◆ TASK PROMPT: Could you transcribe the records below exactly, leaving out every picture?

::: SUPPLIED RECORDS :::

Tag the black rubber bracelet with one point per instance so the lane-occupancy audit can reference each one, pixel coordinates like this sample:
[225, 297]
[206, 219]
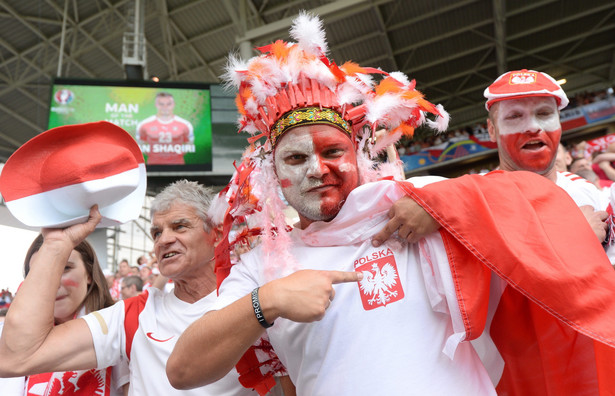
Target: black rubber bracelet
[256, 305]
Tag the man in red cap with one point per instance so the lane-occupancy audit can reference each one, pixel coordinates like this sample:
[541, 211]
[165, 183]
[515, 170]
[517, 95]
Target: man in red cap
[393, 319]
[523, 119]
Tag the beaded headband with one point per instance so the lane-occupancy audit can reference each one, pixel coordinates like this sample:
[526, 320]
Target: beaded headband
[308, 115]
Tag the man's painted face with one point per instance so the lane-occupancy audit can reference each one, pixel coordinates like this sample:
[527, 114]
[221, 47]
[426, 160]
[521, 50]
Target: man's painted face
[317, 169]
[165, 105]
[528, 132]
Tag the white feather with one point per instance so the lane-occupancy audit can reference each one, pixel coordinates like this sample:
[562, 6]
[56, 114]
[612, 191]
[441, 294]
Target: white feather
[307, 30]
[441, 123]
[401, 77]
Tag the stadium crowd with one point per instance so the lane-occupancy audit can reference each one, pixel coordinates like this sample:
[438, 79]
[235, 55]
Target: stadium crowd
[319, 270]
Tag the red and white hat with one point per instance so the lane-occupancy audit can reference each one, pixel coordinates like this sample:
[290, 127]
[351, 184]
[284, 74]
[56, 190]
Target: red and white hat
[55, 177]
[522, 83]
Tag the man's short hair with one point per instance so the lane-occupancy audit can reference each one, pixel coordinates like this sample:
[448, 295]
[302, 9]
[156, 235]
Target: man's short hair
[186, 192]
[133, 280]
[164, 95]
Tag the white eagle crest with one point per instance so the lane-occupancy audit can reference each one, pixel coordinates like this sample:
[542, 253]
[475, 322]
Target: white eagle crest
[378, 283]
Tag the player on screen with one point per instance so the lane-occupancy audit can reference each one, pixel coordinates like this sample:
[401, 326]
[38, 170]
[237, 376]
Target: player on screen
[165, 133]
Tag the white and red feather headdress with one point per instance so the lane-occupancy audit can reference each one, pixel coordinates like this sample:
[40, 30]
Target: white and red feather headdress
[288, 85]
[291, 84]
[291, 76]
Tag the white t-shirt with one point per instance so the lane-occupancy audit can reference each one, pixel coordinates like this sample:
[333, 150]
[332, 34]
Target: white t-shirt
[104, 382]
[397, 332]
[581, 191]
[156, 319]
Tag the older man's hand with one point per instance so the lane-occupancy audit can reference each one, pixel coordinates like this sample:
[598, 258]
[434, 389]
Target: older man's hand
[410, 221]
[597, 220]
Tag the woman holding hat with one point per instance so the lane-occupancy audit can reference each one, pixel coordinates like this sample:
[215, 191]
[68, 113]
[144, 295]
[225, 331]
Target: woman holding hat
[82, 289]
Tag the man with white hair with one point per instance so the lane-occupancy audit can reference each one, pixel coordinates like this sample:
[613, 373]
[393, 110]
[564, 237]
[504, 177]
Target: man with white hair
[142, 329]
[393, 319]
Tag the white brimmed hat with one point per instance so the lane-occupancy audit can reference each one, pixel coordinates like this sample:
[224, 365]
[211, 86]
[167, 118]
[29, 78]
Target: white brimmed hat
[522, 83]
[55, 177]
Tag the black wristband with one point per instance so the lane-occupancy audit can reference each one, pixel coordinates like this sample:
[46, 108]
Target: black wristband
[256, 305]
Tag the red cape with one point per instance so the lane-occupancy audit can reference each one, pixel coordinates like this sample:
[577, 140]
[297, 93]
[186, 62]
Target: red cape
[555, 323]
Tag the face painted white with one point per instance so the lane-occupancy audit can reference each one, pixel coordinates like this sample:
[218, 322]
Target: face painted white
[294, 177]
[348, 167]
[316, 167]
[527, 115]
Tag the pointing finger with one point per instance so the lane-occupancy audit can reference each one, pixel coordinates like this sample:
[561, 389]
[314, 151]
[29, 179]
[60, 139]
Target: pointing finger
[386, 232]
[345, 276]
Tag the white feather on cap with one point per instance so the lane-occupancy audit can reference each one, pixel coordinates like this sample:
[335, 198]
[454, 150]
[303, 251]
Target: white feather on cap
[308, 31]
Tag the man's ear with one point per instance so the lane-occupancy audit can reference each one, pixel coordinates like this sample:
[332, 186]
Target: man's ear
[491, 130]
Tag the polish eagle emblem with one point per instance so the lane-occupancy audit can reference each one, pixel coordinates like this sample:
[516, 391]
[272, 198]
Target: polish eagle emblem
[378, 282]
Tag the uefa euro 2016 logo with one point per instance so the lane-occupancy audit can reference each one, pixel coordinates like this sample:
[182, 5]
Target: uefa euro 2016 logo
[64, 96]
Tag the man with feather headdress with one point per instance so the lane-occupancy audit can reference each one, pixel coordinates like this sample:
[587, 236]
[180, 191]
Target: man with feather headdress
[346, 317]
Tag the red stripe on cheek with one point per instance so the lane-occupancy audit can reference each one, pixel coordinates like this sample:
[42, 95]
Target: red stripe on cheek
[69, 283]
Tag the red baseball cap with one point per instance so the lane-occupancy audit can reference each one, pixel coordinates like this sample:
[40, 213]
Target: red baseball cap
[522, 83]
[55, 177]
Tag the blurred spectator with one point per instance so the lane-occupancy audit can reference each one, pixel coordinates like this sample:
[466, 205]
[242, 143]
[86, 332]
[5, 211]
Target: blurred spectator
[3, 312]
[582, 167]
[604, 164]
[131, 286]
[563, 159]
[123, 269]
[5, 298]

:::

◆ SOLUTION BELOW:
Tag the black rubber bracelet with one point per instance so the lane-occupancy audit can reference each one, pixel coordinates like this sample:
[225, 297]
[206, 219]
Target: black rubber bracelet
[256, 305]
Tag the man in red cap with one point per instance so the lane-occupancy audit can reference each one, pixel coordinates like this sample:
[541, 211]
[165, 183]
[515, 170]
[517, 95]
Target: man in red cap
[393, 319]
[523, 119]
Tag the beaded headband with one point per instance so the lane-occupancy audit can reference each one, pixel coordinates like this sample:
[526, 320]
Target: beaded headband
[308, 115]
Tag the man's painted face with one point per instance so the lane-occupancy audit can reference each one, pixel coordinates like this sample:
[527, 114]
[221, 47]
[426, 160]
[521, 50]
Target: man's painted face
[317, 169]
[165, 105]
[528, 132]
Tag the white feather with one point per instance so the lane-occupancy audit can reference each one, pixel coordinates like this sample:
[562, 6]
[56, 114]
[612, 191]
[441, 294]
Target: white feather
[307, 30]
[441, 123]
[401, 77]
Tag the stadium crowd with one point per instance so the lane-occupancy audit can reference each one, pixel coordinates like this sample:
[438, 79]
[235, 55]
Target: stadium crowd
[319, 270]
Tag the red and white hat with one point per instance so the lane-occupancy audit can reference each one, pixel coordinates like this sample:
[290, 127]
[351, 184]
[284, 74]
[56, 190]
Target: red and white hat
[55, 177]
[522, 83]
Tag the man's short hair with one point per instance so the lane-occupancy audit can reference each one, pixel coordinates like this sample:
[448, 295]
[302, 9]
[156, 235]
Target: man's short hair
[186, 192]
[133, 280]
[164, 95]
Tag the white eagle crest with one point per instance so the lane-occupancy audit can reference each one, pixel coordinates like this sample:
[542, 253]
[475, 322]
Target: white eagle crest
[378, 283]
Tag the player on screen with one point per instance so the lane-occupancy audit can reference each one, pixel coordinates like this sample:
[401, 326]
[38, 170]
[237, 376]
Target: player on screen
[165, 133]
Tag the white and red feather headdress with one point per instance so the lane-occupancy audit can reference each one, pixel coordinates like this sample:
[40, 30]
Target: white and red feather headdress
[288, 85]
[291, 84]
[291, 76]
Tag the white t-shirt with one point per instance so the lane-occupancy audit can reference each one, pixel coordinates like this sample:
[333, 150]
[332, 34]
Target: white t-shirt
[104, 382]
[397, 332]
[581, 191]
[156, 319]
Tag the older man's hand with one point per instance so the lane-occupancy audit can reference each one, pixel coordinates like this sample:
[598, 258]
[434, 389]
Target: older man's hand
[410, 221]
[597, 220]
Tag the woman holding hat with one point per instance so the lane-occupancy audit can reference each one, pixel coordinates like this sample:
[215, 191]
[68, 113]
[144, 295]
[225, 331]
Target: woman holding hat
[82, 289]
Tag the man with white hair with one point per instance so the lane-occupancy audit can reference each one, pixel coordinates like this sample:
[613, 373]
[393, 110]
[564, 237]
[504, 177]
Target: man with white hair
[142, 329]
[393, 319]
Tag the white brimmed hat with one point per instance so the lane-occupancy audit can reference each one, pixel coordinates like this sample:
[224, 365]
[211, 86]
[167, 118]
[29, 78]
Target: white brimmed hat
[522, 83]
[55, 177]
Tag the black wristband with one point per instance so the lane-occupancy audit can reference each one, pixel coordinates like this sample:
[46, 108]
Target: black wristband
[256, 305]
Tag the red cape with one point per instance so the lane-occupancy audit can reference each one, pixel coordinates like this sample:
[577, 140]
[297, 93]
[186, 62]
Target: red cape
[555, 323]
Tag the face painted white with one point per instance so the lane-occupancy audit can reference each one, pixel coordinates like this sample:
[218, 322]
Target: face painted white
[294, 177]
[348, 167]
[316, 167]
[527, 115]
Tag the pointing finger with one point per instance so the lane-occupancy audit can reference each one, pixel coordinates like this sample:
[561, 389]
[314, 151]
[29, 179]
[60, 139]
Target: pointing finger
[386, 232]
[345, 276]
Tag the white feather on cap with one point per instance so the lane-occupancy audit can reference each one, pixel coordinates like this sample:
[335, 198]
[454, 150]
[303, 251]
Target: white feather on cap
[308, 31]
Tag the man's ear with one point per instance so the lane-occupancy audit can reference each one, pixel coordinates like this sample:
[332, 186]
Target: man's ear
[491, 130]
Tag the polish eagle emblem with one point per instance so the lane-occupancy audit can reference each one, pixel coordinates like this sample:
[516, 391]
[272, 198]
Target: polish eagle emblem
[378, 282]
Tag the uefa euro 2016 logo with one point per instance so the lane-occupancy audit can reference each one, pixel coordinates like this sample:
[182, 5]
Target: uefa euro 2016 logo
[64, 96]
Tag the man with feather headdress with one point per instance so the lane-occupancy audit can reference each one, pixel coordinates like this sample:
[587, 236]
[180, 191]
Target: man with feather headdress
[346, 317]
Tag the red stripe on cheek with one point per instance so the lane-occupancy audit can reference each one, pixel coordinates like this sample:
[42, 95]
Target: red stripe on cheek
[69, 283]
Tag the red baseball cap with one point per instance so the lane-occupancy audit can reference each one, pixel coordinates like this sample:
[40, 213]
Target: red baseball cap
[522, 83]
[55, 177]
Tag the blurred spectator with one point per instance so the lane-occupancy audit can reference each one, pixel coordinates like this sample:
[466, 205]
[242, 143]
[86, 332]
[5, 211]
Target: blurred spectator
[3, 312]
[582, 167]
[604, 164]
[131, 286]
[563, 159]
[123, 269]
[5, 298]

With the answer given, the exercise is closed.